Data shown:
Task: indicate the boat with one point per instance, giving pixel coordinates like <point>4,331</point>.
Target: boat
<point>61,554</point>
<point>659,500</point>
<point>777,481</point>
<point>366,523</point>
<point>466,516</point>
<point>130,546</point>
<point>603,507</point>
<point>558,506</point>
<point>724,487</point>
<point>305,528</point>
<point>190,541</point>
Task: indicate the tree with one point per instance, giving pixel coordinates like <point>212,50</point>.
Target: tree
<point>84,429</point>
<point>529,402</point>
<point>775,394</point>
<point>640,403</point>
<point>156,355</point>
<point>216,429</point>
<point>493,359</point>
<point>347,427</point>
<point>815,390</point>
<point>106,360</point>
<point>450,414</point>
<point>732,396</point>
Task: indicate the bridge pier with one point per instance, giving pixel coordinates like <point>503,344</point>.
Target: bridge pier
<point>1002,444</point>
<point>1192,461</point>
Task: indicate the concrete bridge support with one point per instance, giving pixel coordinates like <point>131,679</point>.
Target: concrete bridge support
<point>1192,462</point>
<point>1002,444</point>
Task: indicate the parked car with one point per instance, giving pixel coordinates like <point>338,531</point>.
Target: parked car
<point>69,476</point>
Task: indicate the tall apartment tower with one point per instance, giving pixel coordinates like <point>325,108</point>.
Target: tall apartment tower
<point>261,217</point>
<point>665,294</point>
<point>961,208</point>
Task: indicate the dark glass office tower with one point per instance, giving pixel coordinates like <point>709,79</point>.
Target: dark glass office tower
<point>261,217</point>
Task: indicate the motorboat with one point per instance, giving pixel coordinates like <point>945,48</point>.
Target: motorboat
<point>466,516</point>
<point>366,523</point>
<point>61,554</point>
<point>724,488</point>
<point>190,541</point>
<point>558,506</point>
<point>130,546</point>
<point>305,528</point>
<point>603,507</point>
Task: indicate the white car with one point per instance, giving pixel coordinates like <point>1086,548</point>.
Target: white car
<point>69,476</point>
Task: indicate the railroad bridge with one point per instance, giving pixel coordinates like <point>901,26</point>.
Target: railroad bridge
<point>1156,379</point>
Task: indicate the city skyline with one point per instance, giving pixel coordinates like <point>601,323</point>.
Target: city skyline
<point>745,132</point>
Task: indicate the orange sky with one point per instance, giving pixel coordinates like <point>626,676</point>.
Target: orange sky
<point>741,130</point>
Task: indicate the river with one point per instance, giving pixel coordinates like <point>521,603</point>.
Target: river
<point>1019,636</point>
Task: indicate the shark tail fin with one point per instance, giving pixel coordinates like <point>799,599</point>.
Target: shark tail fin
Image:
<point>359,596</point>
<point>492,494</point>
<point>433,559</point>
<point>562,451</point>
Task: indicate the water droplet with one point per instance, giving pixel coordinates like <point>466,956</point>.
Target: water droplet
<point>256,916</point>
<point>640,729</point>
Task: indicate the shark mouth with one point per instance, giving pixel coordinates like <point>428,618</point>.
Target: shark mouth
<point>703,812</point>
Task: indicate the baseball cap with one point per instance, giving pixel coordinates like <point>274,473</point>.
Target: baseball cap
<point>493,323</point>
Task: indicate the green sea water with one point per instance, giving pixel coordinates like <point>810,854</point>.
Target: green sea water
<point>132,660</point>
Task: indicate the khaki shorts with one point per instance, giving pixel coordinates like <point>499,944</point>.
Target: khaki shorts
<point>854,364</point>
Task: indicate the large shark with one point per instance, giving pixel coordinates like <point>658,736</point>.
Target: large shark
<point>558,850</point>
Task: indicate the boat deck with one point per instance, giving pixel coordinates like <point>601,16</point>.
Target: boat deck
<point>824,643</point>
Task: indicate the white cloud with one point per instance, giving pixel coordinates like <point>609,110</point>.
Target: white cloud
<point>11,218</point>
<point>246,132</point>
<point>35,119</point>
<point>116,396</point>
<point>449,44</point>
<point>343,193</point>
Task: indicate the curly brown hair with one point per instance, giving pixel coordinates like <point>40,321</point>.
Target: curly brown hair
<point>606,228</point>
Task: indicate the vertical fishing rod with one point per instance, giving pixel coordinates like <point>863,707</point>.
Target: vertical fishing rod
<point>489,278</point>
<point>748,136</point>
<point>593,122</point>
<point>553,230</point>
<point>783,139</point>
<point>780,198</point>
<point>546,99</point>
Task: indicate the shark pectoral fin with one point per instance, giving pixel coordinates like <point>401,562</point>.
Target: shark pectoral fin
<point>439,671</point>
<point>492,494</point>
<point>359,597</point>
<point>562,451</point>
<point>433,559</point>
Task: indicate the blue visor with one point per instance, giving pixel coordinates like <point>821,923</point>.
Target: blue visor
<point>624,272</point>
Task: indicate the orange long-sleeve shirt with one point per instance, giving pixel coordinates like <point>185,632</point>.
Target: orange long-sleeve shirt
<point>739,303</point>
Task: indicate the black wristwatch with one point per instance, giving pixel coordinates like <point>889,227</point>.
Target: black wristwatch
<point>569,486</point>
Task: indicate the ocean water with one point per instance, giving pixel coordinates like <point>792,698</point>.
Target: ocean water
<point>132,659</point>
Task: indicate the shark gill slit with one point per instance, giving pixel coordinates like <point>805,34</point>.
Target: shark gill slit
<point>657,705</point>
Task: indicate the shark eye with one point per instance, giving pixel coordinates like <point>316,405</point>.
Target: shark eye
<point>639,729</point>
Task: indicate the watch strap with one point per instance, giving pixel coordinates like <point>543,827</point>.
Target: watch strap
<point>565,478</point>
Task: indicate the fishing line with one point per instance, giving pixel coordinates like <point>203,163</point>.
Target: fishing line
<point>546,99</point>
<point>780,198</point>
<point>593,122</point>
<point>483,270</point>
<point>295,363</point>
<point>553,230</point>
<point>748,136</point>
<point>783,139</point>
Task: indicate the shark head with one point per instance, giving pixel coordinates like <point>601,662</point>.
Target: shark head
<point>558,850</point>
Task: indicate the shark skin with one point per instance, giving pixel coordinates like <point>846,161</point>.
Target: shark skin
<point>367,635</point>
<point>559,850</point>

Set exercise:
Starting with the line that contains "Task: indicate the shark gill", print each line through the last one in the listing. Include both end lines and add nothing.

Written answer:
Task: indicate the shark gill slit with one point per instance, giving pixel coordinates like <point>805,34</point>.
Target: shark gill slit
<point>657,705</point>
Task: indicate the shark eye with one point per instance, giving pixel coordinates like <point>316,405</point>.
Target: shark eye
<point>639,729</point>
Task: indicate the watch strap with one point per instance, giving pixel coordinates like <point>543,827</point>.
Target: watch strap
<point>565,478</point>
Task: indicate the fishing line with one point per instance, giving pixel coordinates like <point>203,163</point>.
Target: fishing line
<point>546,99</point>
<point>780,198</point>
<point>593,122</point>
<point>483,270</point>
<point>295,363</point>
<point>553,230</point>
<point>748,136</point>
<point>783,139</point>
Task: indicate the shark head with one point per instance, giving pixel coordinates like <point>601,662</point>.
Target: shark head
<point>558,850</point>
Task: indicate the shark skin with one point per instance, giving pixel coordinates like <point>846,161</point>.
Target: shark skin
<point>367,635</point>
<point>559,850</point>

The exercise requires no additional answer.